WHAT YOU NEED TO DO:
1. Set down the part of the Chicago Med interview below that begins at the words "You have hands-on" and stops after the words "is pretty bad-a**.".
2. Answer these questions using the Chicago Med interview below:
(a) Who is described as having a background in the military?
(b) After how many years does the speaker say "we know where we're going"?
(c) Who is named as Chicago Med's Executive Medical Consultant?

SELECTED EXTRACT:
· · · · · · ·
The good thing here is that pretty much everyone is well-equipped to handle these cuts. Choi with his background in the military, Rhodes with his time abroad, others depending on where they grew up and their circumstances. This is a well-equipped environment, these are people who have been around the block.

It’s kind of like those companies that have 5-6 different divisions, and each one has its own budget. What do you do when your unit is the one that has to take care of people with [limited to no] health insurance? Your unit is definitely going to take the hit.

 

Chicago Med

You have hands-on experience because of your background as a registered nurse. You have medical consultants on the show, but do any of the other actors ask for advice on how to make the medical procedures believable?

Not now. After 3 years, we know where we’re going. The first year, we talked about what we were doing a lot. I am a registered nurse, but our trauma surgeon, [Chicago Med‘s Executive Medical Consultant] Dr. Andrew Dennis, is pretty bad-a**.
· · · · · · ·
(Referring expression data)
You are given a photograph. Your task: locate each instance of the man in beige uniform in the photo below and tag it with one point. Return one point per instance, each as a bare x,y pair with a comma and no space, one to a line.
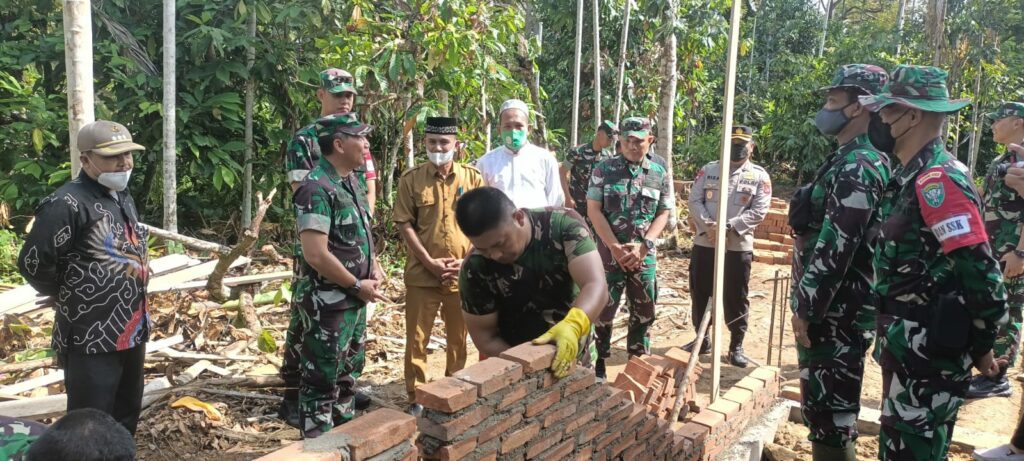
425,215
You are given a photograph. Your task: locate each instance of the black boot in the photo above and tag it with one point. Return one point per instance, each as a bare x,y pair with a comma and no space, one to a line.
705,346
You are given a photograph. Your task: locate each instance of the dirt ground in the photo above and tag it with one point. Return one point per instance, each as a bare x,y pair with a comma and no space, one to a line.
251,429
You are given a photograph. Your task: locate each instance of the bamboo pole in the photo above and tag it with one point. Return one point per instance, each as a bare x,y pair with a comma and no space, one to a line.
730,93
576,82
597,64
78,60
622,61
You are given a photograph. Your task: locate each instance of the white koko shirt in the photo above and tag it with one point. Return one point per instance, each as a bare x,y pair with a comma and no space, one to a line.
529,177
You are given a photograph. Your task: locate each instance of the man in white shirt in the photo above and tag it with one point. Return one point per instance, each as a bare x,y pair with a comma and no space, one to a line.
526,173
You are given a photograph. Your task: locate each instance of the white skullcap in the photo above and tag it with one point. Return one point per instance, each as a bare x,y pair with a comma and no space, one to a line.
514,103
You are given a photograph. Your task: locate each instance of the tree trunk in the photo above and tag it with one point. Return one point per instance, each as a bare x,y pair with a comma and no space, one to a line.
247,175
78,59
667,106
622,61
597,64
170,144
574,139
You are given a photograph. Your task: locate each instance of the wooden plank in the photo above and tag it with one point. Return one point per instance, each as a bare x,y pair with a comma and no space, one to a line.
168,282
236,281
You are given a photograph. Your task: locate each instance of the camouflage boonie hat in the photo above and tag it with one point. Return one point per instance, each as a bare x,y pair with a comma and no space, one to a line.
342,123
636,126
1008,110
865,79
337,81
922,87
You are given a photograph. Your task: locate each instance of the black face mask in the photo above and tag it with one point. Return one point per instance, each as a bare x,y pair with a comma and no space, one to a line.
881,132
739,153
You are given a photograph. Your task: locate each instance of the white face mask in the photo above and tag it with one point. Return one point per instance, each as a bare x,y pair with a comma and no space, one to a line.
116,181
440,158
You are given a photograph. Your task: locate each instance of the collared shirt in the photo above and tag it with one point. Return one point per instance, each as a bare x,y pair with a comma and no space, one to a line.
333,205
88,250
426,200
537,291
631,195
832,264
580,162
1004,209
750,192
528,177
933,242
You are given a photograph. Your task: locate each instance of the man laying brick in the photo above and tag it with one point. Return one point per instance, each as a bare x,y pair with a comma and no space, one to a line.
532,274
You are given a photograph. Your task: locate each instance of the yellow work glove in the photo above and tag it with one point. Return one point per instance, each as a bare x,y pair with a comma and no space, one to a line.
565,335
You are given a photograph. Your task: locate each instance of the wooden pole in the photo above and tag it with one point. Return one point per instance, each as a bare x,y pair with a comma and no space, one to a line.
622,61
247,175
170,143
730,93
597,64
78,59
576,82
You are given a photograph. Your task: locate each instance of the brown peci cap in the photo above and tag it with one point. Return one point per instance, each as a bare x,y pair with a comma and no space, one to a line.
105,138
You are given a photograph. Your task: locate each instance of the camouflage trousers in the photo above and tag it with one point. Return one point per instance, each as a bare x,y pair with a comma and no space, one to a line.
331,359
832,371
1008,338
922,392
640,288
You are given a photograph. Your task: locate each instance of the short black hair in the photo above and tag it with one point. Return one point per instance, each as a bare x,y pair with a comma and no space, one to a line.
84,434
481,210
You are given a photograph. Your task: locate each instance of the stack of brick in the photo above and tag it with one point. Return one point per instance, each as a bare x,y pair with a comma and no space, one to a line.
653,380
380,435
772,243
511,408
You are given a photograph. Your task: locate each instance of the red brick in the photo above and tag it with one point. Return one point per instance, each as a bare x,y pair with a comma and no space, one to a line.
449,394
728,408
540,444
579,421
739,395
514,395
709,419
448,431
295,452
519,437
532,358
491,375
503,425
558,415
592,430
642,373
559,451
542,403
376,431
457,451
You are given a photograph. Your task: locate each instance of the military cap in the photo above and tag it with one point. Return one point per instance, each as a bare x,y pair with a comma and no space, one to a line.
922,87
1008,109
105,138
337,81
865,79
636,127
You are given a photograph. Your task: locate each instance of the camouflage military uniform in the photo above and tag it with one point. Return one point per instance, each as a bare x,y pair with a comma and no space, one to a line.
333,319
537,291
580,162
932,243
832,289
1005,222
631,196
16,435
303,155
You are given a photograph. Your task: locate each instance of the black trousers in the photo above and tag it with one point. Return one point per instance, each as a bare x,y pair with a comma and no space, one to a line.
737,277
111,382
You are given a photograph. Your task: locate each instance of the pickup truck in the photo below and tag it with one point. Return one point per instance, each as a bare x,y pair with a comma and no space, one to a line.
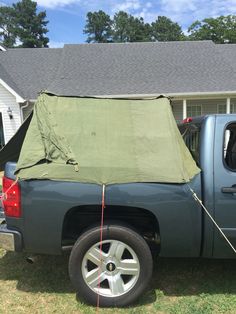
· · · · · · ·
REPLIES:
1.
You have hands-on experience because of your background as a registered nurse. You have medical consultants on the show, but do any of the other actors ask for advice on how to make the medical procedures believable?

Not now. After 3 years, we know where we’re going. The first year, we talked about what we were doing a lot. I am a registered nurse, but our trauma surgeon, [Chicago Med‘s Executive Medical Consultant] Dr. Andrew Dennis, is pretty bad-a**.

2.
(a) Choi
(b) After 3 years
(c) Dr. Andrew Dennis